→ Source passage:
*-*-*

Claim all
Duration
Appx. 2 months
Team members
1 UX designer, 1 UI artist, 1 UI programmer, 1 QA
Tools
Figma, Miro, Confluence, Jira
Challenge
UX efficiency vs. emotional reward
While designing the Bootcamp feature, I pointed out that making players manually claim rewards every time could cause repetitive fatigue from a UX standpoint and proposed a “Claim All” feature. However, others in the team had the assumption that pressing the Claim button each time enhanced the sense of achievement—requiring further persuasion to find balance.
D7 Retention hypothesis
Claim actions repeatedly occur throughout the play routine, especially in the transition phase from novice to expert players. This repetition was assumed to negatively affect D1, D3, and D7 retention by increasing friction and drop-off during early engagement.
Process
Discover
Self Diary Study & Journey Map
To validate the hypothesis, I conducted a self-initiated 7-day diary study and visualized the daily play routine in a user journey map to illustrate where claim fatigue occurs.
Validation from Real Player Data
The journey map influenced the UR team’s research plan after the soft launch, leading to two official diary studies with real players. It revealed the assumption that players experience difficulty when claiming rewards.

*-*-*

→ Data rows:
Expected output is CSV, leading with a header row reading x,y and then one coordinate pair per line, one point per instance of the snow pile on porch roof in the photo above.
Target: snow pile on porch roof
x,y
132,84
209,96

*-*-*

→ Requests:
1. Write out the part of the Claim All case study starting at "D7 Retention hypothesis" and ending at "during early engagement.".
2. Rewrite the rows, changing "porch roof" to "garage roof" and leaving everything else the same.

→ Answers per task:
1.
D7 Retention hypothesis
Claim actions repeatedly occur throughout the play routine, especially in the transition phase from novice to expert players. This repetition was assumed to negatively affect D1, D3, and D7 retention by increasing friction and drop-off during early engagement.

2.
Expected output is CSV, leading with a header row reading x,y and then one coordinate pair per line, one point per instance of the snow pile on garage roof in the photo above.
Target: snow pile on garage roof
x,y
132,84
209,96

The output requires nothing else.